# Metamath Proof Explorer

## Theorem cats1len

Description: The length of concatenation with a singleton word. (Contributed by Mario Carneiro, 26-Feb-2016)

Ref Expression
Hypotheses cats1cld.1 ${⊢}{T}={S}\mathrm{++}⟨“{X}”⟩$
cats1cli.2 ${⊢}{S}\in \mathrm{Word}\mathrm{V}$
cats1fvn.3 ${⊢}\left|{S}\right|={M}$
cats1len.4 ${⊢}{M}+1={N}$
Assertion cats1len ${⊢}\left|{T}\right|={N}$

### Proof

Step Hyp Ref Expression
1 cats1cld.1 ${⊢}{T}={S}\mathrm{++}⟨“{X}”⟩$
2 cats1cli.2 ${⊢}{S}\in \mathrm{Word}\mathrm{V}$
3 cats1fvn.3 ${⊢}\left|{S}\right|={M}$
4 cats1len.4 ${⊢}{M}+1={N}$
5 1 fveq2i ${⊢}\left|{T}\right|=\left|{S}\mathrm{++}⟨“{X}”⟩\right|$
6 s1cli ${⊢}⟨“{X}”⟩\in \mathrm{Word}\mathrm{V}$
7 ccatlen ${⊢}\left({S}\in \mathrm{Word}\mathrm{V}\wedge ⟨“{X}”⟩\in \mathrm{Word}\mathrm{V}\right)\to \left|{S}\mathrm{++}⟨“{X}”⟩\right|=\left|{S}\right|+\left|⟨“{X}”⟩\right|$
8 2 6 7 mp2an ${⊢}\left|{S}\mathrm{++}⟨“{X}”⟩\right|=\left|{S}\right|+\left|⟨“{X}”⟩\right|$
9 s1len ${⊢}\left|⟨“{X}”⟩\right|=1$
10 3 9 oveq12i ${⊢}\left|{S}\right|+\left|⟨“{X}”⟩\right|={M}+1$
11 8 10 eqtri ${⊢}\left|{S}\mathrm{++}⟨“{X}”⟩\right|={M}+1$
12 11 4 eqtri ${⊢}\left|{S}\mathrm{++}⟨“{X}”⟩\right|={N}$
13 5 12 eqtri ${⊢}\left|{T}\right|={N}$

§ WHAT THIS EXERCISE ASKS:
**1.** Please duplicate the part of the cats1len theorem page starting at "# Metamath Proof" and ending at "Mario Carneiro, 26-Feb-2016)".
**2.** Name every hypothesis label listed in the cats1len theorem page.
**3.** Answer these from the cats1len theorem page:
(a) Who contributed the theorem?
(b) Which reference is given for step 7 of the proof?
(c) What does the assertion state?

§ DATA:
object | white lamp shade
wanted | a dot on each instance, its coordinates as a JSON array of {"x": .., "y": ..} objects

§ RESPONSES TO THE TASKS:
**1.**
# Metamath Proof Explorer

## Theorem cats1len

Description: The length of concatenation with a singleton word. (Contributed by Mario Carneiro, 26-Feb-2016)

**2.**
cats1cld.1
cats1cli.2
cats1fvn.3
cats1len.4

**3.**
(a) Mario Carneiro
(b) ccatlen
(c) The length of T equals N.